[START Data to use]

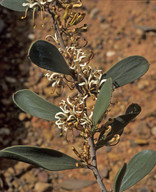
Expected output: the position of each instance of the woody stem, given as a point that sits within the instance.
(93, 167)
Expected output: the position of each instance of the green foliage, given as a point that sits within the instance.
(47, 56)
(119, 123)
(137, 168)
(46, 158)
(15, 5)
(33, 104)
(102, 102)
(127, 70)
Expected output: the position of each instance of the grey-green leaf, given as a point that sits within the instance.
(33, 104)
(138, 167)
(102, 102)
(42, 157)
(119, 123)
(47, 56)
(15, 5)
(127, 70)
(118, 178)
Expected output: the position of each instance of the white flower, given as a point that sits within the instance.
(73, 115)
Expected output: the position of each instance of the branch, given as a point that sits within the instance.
(58, 33)
(93, 167)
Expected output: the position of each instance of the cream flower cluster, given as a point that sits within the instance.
(56, 78)
(90, 81)
(73, 115)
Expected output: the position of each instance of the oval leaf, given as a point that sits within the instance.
(119, 123)
(15, 5)
(102, 102)
(118, 178)
(46, 158)
(127, 70)
(47, 56)
(33, 104)
(138, 167)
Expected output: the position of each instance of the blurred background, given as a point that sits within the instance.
(116, 29)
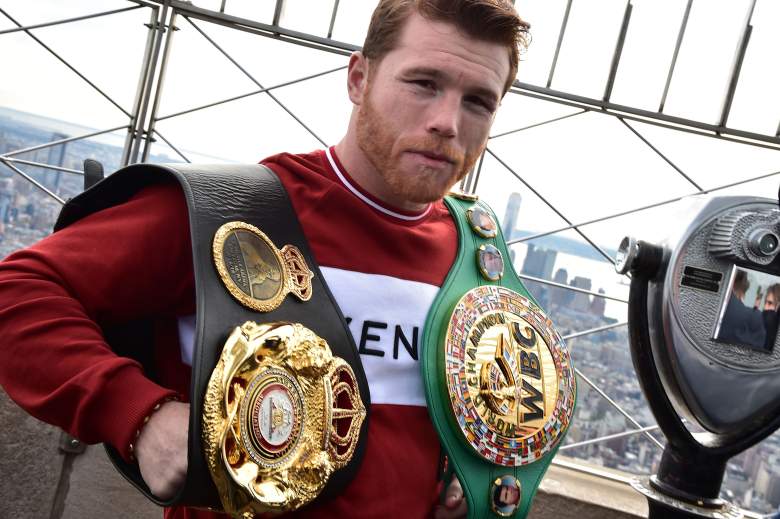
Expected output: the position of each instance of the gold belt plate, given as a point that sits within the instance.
(281, 414)
(509, 377)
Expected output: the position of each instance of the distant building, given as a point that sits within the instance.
(560, 296)
(580, 302)
(598, 304)
(539, 262)
(509, 225)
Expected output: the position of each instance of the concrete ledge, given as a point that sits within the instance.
(567, 493)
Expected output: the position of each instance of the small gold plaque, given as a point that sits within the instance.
(255, 272)
(481, 221)
(462, 195)
(281, 414)
(506, 493)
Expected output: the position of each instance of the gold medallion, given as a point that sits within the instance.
(506, 493)
(255, 272)
(280, 415)
(509, 376)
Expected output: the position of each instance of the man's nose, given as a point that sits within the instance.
(444, 116)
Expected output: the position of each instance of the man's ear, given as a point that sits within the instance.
(357, 77)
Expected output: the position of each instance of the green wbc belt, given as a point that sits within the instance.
(498, 378)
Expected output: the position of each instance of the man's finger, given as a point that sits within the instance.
(442, 512)
(454, 494)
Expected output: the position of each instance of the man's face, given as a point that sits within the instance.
(770, 303)
(428, 106)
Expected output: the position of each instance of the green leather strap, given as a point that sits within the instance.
(475, 473)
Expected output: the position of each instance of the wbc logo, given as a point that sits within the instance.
(509, 377)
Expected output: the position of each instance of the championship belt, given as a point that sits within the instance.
(278, 410)
(498, 378)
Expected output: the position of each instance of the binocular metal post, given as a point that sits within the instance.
(693, 465)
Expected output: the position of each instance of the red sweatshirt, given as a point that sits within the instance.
(133, 261)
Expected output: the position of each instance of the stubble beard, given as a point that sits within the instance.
(384, 151)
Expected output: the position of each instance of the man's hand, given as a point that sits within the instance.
(455, 505)
(161, 449)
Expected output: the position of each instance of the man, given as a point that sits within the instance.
(425, 91)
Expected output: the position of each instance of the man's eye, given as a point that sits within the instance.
(480, 104)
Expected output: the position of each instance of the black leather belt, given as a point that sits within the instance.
(217, 194)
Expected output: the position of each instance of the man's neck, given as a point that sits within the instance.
(363, 172)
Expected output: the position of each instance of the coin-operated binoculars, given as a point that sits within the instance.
(703, 331)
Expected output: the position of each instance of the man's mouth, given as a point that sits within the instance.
(433, 156)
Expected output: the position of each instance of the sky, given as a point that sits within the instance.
(587, 166)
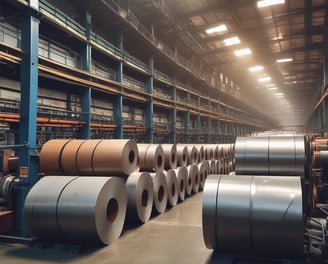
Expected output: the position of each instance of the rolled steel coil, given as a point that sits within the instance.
(170, 155)
(209, 209)
(193, 176)
(182, 155)
(172, 187)
(182, 174)
(160, 192)
(50, 156)
(201, 152)
(202, 175)
(68, 157)
(140, 193)
(192, 154)
(270, 155)
(151, 157)
(80, 210)
(84, 157)
(256, 215)
(115, 157)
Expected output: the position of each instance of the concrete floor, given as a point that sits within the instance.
(173, 237)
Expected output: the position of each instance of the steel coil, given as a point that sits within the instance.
(139, 187)
(257, 215)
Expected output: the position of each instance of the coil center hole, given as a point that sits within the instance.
(161, 193)
(159, 161)
(112, 210)
(131, 156)
(144, 198)
(182, 185)
(173, 189)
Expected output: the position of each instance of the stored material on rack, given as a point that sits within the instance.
(209, 210)
(84, 156)
(115, 157)
(182, 155)
(151, 157)
(139, 187)
(172, 187)
(264, 214)
(77, 209)
(201, 152)
(270, 155)
(170, 154)
(193, 177)
(160, 191)
(50, 156)
(192, 154)
(202, 175)
(68, 157)
(41, 206)
(92, 209)
(182, 173)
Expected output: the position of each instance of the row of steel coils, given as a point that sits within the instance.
(91, 188)
(258, 209)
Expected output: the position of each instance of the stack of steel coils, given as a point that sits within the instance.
(259, 210)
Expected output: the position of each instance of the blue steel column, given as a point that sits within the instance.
(173, 117)
(150, 105)
(198, 122)
(187, 119)
(28, 161)
(209, 139)
(118, 103)
(86, 92)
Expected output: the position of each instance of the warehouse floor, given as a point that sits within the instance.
(173, 237)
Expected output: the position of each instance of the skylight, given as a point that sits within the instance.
(265, 3)
(217, 29)
(242, 52)
(231, 41)
(256, 68)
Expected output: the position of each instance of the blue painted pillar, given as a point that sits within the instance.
(118, 101)
(173, 117)
(28, 160)
(86, 92)
(209, 139)
(150, 105)
(187, 119)
(198, 122)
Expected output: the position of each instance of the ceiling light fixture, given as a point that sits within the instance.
(265, 3)
(217, 29)
(264, 79)
(284, 60)
(242, 52)
(231, 41)
(256, 68)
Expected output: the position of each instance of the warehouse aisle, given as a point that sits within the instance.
(172, 237)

[END Data to use]

Exercise objective:
Every line from the one containing "Expected output: the position of each instance of the stored" through the last line must be copied exactly; leave out the rest.

Exercise result:
Expected output: the position of each instance of the stored material on rack, given as a point that sits within the instance.
(209, 210)
(84, 156)
(115, 157)
(182, 155)
(151, 157)
(139, 187)
(172, 187)
(264, 214)
(77, 209)
(201, 152)
(270, 155)
(170, 154)
(193, 177)
(160, 191)
(50, 156)
(192, 154)
(202, 175)
(68, 157)
(41, 206)
(92, 209)
(182, 173)
Expected output: the position of each instance of the row of steel coils, given as a point that sits within the instance.
(91, 188)
(258, 209)
Expected output: the position of each instance of the stack of steel coils, given as a point that sits within the instance.
(259, 210)
Expected output: the position of each instance of the blue steel column, given as a point that sits within the instance.
(173, 117)
(150, 105)
(198, 122)
(187, 119)
(28, 161)
(209, 139)
(118, 103)
(86, 92)
Expected output: the position of each instance of the warehouse floor, given as a point that sits within the instance.
(173, 237)
Expected output: the position of each instance of the skylight, given as a point that sits within the instance.
(265, 3)
(217, 29)
(242, 52)
(231, 41)
(256, 68)
Expected output: the position of each instance of the blue painted pillar, given as a point that sits within the instance.
(118, 101)
(173, 117)
(28, 160)
(86, 92)
(209, 139)
(150, 105)
(187, 119)
(198, 122)
Expected output: the position of each instance of the ceiling light fixture, given as a point that sits within the instance.
(265, 3)
(217, 29)
(264, 79)
(284, 60)
(242, 52)
(231, 41)
(256, 68)
Expected output: the position of each instance of the warehouse aisle, given as a point that sits within the instance.
(172, 237)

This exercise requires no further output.